◆ **Data records**:
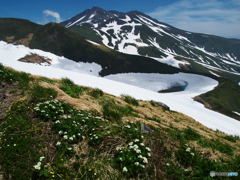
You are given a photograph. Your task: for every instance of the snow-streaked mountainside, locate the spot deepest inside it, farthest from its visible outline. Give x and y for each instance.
(137, 33)
(180, 101)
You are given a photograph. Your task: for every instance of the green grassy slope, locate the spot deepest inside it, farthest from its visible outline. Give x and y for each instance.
(225, 98)
(87, 32)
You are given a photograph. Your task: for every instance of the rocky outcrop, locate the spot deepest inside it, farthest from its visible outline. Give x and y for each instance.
(8, 94)
(35, 58)
(200, 100)
(163, 105)
(146, 129)
(24, 41)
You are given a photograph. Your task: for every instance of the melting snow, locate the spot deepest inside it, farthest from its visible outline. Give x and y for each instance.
(179, 101)
(94, 14)
(92, 42)
(75, 22)
(127, 18)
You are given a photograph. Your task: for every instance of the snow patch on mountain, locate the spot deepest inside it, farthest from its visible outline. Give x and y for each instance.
(92, 42)
(75, 22)
(179, 101)
(13, 53)
(171, 61)
(127, 18)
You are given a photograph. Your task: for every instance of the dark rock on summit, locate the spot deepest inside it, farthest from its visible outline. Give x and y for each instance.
(163, 105)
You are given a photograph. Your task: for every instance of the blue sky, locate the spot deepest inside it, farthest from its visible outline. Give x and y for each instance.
(218, 17)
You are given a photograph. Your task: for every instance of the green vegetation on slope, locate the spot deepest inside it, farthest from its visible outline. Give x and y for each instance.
(42, 137)
(225, 98)
(87, 32)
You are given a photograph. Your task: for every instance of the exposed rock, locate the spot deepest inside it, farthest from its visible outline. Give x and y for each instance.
(200, 100)
(9, 39)
(163, 105)
(35, 58)
(146, 129)
(6, 98)
(24, 41)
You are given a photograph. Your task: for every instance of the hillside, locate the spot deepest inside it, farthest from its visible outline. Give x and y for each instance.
(53, 128)
(137, 33)
(57, 39)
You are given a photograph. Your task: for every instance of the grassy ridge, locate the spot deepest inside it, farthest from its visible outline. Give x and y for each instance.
(225, 98)
(43, 137)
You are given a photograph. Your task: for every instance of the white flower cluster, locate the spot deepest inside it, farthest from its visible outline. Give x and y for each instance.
(120, 148)
(188, 150)
(38, 165)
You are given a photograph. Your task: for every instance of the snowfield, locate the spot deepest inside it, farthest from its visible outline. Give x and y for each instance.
(148, 84)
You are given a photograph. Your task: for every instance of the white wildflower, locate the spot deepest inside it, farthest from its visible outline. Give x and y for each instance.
(57, 121)
(130, 144)
(125, 169)
(37, 167)
(58, 143)
(138, 151)
(145, 160)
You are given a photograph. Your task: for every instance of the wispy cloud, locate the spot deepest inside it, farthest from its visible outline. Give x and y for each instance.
(51, 16)
(217, 17)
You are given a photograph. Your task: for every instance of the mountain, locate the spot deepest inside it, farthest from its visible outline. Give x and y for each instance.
(61, 41)
(137, 33)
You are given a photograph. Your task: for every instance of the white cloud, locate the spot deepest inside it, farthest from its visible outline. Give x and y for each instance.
(217, 17)
(53, 15)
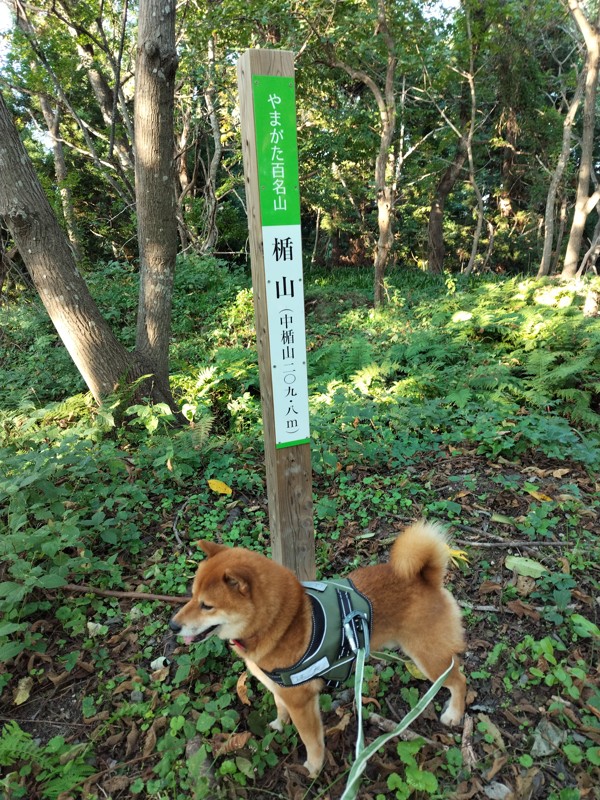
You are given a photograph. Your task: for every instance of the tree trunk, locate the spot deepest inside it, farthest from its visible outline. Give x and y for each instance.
(211, 233)
(100, 358)
(60, 170)
(584, 204)
(386, 104)
(155, 181)
(545, 263)
(436, 214)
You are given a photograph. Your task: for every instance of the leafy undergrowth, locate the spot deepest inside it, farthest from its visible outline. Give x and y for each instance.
(458, 415)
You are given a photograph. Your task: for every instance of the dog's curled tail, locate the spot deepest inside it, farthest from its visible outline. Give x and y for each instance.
(421, 549)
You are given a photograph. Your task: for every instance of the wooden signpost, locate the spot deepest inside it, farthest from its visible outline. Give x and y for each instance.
(268, 124)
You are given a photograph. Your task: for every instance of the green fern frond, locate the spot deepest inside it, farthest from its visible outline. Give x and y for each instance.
(573, 369)
(202, 430)
(539, 361)
(16, 745)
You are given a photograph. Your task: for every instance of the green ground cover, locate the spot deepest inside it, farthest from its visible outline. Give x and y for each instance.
(477, 404)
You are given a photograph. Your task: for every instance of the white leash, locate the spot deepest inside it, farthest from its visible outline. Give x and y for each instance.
(363, 754)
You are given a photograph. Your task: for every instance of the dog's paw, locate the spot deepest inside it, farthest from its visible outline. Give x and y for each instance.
(313, 769)
(451, 716)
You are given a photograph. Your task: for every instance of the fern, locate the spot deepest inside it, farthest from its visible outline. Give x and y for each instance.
(58, 767)
(16, 745)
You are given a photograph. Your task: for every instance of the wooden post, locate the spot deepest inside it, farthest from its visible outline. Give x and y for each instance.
(266, 84)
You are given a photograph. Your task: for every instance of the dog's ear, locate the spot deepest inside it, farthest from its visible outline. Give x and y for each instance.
(238, 581)
(210, 548)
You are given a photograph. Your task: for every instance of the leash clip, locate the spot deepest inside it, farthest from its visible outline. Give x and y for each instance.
(351, 632)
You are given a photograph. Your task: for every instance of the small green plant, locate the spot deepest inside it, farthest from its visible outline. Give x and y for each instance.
(56, 768)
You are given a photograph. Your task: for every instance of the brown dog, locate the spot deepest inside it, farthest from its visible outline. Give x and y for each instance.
(268, 618)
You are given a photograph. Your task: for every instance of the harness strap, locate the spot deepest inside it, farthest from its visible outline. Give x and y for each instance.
(341, 620)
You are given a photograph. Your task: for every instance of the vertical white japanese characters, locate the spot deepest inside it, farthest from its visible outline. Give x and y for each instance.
(277, 155)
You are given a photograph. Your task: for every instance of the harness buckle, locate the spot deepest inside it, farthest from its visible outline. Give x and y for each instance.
(350, 629)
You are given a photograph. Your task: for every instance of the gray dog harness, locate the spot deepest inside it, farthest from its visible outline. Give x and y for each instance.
(341, 624)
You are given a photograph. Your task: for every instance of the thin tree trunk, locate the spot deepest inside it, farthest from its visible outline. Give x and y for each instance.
(100, 358)
(584, 204)
(436, 214)
(52, 118)
(210, 191)
(155, 181)
(386, 103)
(545, 263)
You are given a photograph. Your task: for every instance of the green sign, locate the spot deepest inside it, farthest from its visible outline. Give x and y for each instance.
(276, 149)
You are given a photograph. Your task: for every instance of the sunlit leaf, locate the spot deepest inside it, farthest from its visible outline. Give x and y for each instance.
(219, 487)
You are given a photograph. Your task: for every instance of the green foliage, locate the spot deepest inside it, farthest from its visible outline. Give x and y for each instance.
(472, 371)
(57, 768)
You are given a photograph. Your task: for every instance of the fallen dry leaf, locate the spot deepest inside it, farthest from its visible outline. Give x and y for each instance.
(23, 691)
(521, 609)
(242, 689)
(236, 741)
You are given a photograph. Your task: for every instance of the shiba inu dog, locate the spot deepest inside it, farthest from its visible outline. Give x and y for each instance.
(280, 626)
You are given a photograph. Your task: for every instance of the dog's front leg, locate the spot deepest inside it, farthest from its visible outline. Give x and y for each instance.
(283, 715)
(303, 706)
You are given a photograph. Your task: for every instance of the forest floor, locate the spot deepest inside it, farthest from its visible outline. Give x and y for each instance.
(531, 708)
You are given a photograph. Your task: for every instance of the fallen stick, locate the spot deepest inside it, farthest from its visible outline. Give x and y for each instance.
(165, 598)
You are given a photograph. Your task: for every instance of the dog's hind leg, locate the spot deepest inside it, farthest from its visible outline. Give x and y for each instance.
(283, 715)
(433, 666)
(306, 716)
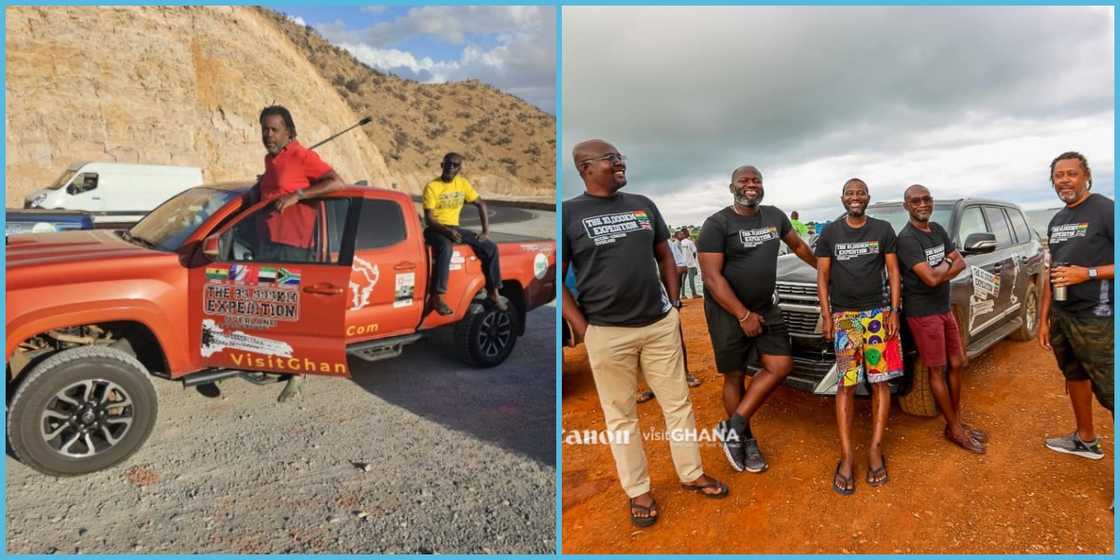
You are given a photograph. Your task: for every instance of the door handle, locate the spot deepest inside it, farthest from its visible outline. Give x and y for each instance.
(325, 289)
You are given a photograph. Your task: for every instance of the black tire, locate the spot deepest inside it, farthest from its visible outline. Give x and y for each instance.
(485, 336)
(92, 388)
(1029, 328)
(918, 401)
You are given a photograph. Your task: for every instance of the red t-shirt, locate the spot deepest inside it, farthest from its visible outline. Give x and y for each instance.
(288, 171)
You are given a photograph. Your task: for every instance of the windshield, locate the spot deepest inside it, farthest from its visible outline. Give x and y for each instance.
(173, 222)
(64, 178)
(898, 216)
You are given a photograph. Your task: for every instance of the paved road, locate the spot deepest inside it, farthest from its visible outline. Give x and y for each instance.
(460, 460)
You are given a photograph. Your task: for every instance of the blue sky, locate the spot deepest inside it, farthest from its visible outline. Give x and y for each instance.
(510, 47)
(968, 101)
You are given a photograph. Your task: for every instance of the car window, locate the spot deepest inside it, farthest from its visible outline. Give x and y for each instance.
(1019, 224)
(971, 222)
(998, 223)
(310, 231)
(382, 224)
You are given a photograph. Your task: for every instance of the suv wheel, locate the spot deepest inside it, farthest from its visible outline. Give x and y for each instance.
(1029, 328)
(82, 410)
(485, 336)
(918, 401)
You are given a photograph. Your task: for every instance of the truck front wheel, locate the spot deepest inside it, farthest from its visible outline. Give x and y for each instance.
(918, 401)
(486, 335)
(82, 410)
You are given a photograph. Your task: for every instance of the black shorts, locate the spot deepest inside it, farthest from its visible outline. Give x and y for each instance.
(734, 348)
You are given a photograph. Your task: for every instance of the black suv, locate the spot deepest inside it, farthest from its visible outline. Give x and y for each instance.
(995, 297)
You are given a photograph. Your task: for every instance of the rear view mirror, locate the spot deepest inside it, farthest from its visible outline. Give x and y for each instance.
(979, 243)
(212, 246)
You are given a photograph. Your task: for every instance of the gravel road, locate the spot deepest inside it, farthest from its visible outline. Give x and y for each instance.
(459, 460)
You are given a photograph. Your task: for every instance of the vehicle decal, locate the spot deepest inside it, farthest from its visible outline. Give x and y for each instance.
(402, 291)
(361, 290)
(215, 339)
(540, 266)
(457, 261)
(985, 292)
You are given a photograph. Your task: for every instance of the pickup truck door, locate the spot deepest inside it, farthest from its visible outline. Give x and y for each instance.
(266, 307)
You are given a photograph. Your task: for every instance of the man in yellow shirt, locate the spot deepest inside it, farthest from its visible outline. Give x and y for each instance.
(442, 202)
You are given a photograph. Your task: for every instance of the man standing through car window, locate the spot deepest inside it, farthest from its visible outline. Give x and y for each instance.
(1078, 327)
(929, 262)
(852, 254)
(626, 315)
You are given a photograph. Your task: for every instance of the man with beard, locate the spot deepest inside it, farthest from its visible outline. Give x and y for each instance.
(852, 254)
(626, 316)
(930, 261)
(1079, 327)
(738, 258)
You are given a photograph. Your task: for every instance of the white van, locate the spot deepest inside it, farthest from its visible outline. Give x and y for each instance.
(114, 192)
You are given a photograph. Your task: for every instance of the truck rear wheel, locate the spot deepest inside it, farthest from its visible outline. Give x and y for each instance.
(918, 401)
(485, 336)
(82, 410)
(1029, 328)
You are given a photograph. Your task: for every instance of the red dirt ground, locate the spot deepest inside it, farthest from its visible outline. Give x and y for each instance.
(1019, 497)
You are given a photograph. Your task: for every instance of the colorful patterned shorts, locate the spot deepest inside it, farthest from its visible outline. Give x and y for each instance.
(862, 348)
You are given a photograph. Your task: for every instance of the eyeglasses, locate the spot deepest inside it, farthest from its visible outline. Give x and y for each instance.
(614, 158)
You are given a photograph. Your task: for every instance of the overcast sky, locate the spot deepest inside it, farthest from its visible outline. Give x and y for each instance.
(510, 47)
(969, 101)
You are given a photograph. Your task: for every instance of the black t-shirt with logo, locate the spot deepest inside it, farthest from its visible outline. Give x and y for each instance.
(1082, 235)
(749, 245)
(609, 241)
(916, 246)
(857, 280)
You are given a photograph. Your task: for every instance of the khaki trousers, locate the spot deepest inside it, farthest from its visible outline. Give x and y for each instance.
(617, 355)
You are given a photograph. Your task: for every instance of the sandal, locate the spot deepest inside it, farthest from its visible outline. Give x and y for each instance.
(650, 511)
(721, 490)
(840, 483)
(878, 476)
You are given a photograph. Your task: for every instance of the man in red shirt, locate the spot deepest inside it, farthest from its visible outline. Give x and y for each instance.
(291, 174)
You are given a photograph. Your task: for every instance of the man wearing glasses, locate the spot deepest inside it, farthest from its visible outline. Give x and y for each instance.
(625, 313)
(929, 262)
(442, 202)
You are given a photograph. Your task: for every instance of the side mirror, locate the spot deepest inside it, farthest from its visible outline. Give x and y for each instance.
(211, 246)
(979, 243)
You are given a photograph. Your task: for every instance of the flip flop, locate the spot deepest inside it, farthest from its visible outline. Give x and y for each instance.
(845, 481)
(651, 513)
(878, 476)
(721, 492)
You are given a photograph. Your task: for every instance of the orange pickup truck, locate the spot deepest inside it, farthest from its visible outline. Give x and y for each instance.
(185, 295)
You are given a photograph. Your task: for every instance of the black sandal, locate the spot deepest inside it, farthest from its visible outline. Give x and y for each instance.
(878, 476)
(845, 481)
(651, 513)
(721, 492)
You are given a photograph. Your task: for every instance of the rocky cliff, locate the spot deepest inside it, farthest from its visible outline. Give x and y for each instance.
(184, 85)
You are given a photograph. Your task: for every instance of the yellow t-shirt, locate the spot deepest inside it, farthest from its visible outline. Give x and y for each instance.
(446, 199)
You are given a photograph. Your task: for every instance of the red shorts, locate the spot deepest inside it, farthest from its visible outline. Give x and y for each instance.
(936, 337)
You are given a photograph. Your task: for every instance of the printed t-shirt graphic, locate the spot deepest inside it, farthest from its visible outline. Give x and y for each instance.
(858, 270)
(609, 241)
(446, 199)
(1082, 235)
(288, 171)
(749, 245)
(916, 246)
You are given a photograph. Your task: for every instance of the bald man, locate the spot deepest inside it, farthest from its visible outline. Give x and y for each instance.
(738, 258)
(626, 315)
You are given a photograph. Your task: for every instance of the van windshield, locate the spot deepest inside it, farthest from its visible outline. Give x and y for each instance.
(173, 222)
(63, 179)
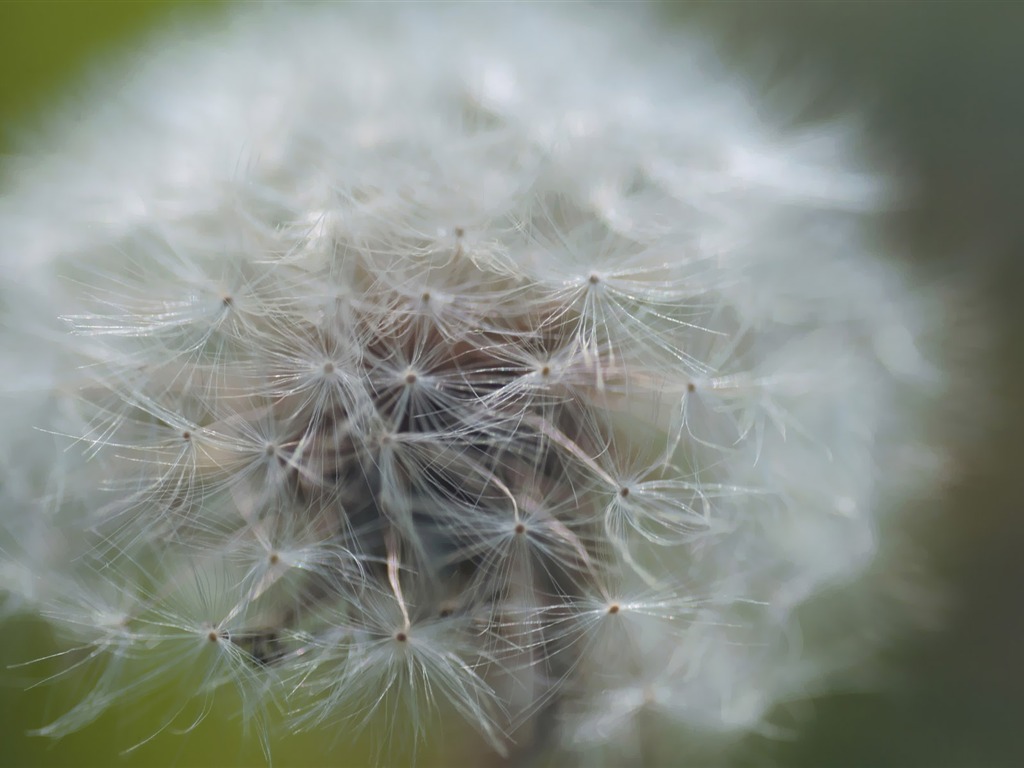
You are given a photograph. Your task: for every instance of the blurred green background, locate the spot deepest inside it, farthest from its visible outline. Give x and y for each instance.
(941, 85)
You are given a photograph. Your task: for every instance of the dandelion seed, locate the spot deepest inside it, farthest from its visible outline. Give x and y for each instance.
(568, 468)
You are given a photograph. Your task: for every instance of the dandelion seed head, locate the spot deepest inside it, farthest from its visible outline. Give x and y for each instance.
(484, 359)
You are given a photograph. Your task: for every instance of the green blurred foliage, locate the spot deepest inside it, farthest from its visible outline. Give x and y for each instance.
(943, 83)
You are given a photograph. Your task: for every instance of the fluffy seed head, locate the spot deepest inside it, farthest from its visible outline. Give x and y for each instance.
(497, 361)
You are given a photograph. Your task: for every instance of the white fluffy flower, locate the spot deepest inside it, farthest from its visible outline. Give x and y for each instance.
(494, 360)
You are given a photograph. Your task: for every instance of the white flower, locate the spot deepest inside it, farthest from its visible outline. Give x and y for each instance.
(485, 357)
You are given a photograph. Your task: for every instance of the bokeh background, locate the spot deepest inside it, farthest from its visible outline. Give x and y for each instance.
(940, 84)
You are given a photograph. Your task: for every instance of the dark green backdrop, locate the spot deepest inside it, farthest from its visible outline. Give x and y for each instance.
(942, 85)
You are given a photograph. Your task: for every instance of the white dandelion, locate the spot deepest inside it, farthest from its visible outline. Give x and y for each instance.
(489, 361)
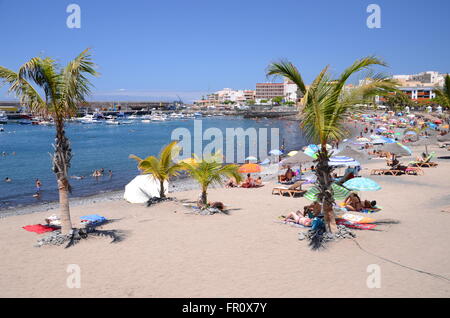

◆ **Aim**: Convert the material above into a JSON list of strings, one string per line, starting with the line that contains "the dark green" and going on through the end of the material. Leave out blank lines and pictures.

◆ **Result for this task**:
[
  "You are given a photograph. Your task: for every instance of the dark green backdrop, locate the spot deepest inside it, farthest from its visible outline. Give x and y for each instance.",
  "(942, 85)",
  "You are given a photograph. Your task: for every instance of the white dandelion, locate the spot deepest inside it, farthest from its visible outline. Give x and y for each instance.",
  "(489, 361)"
]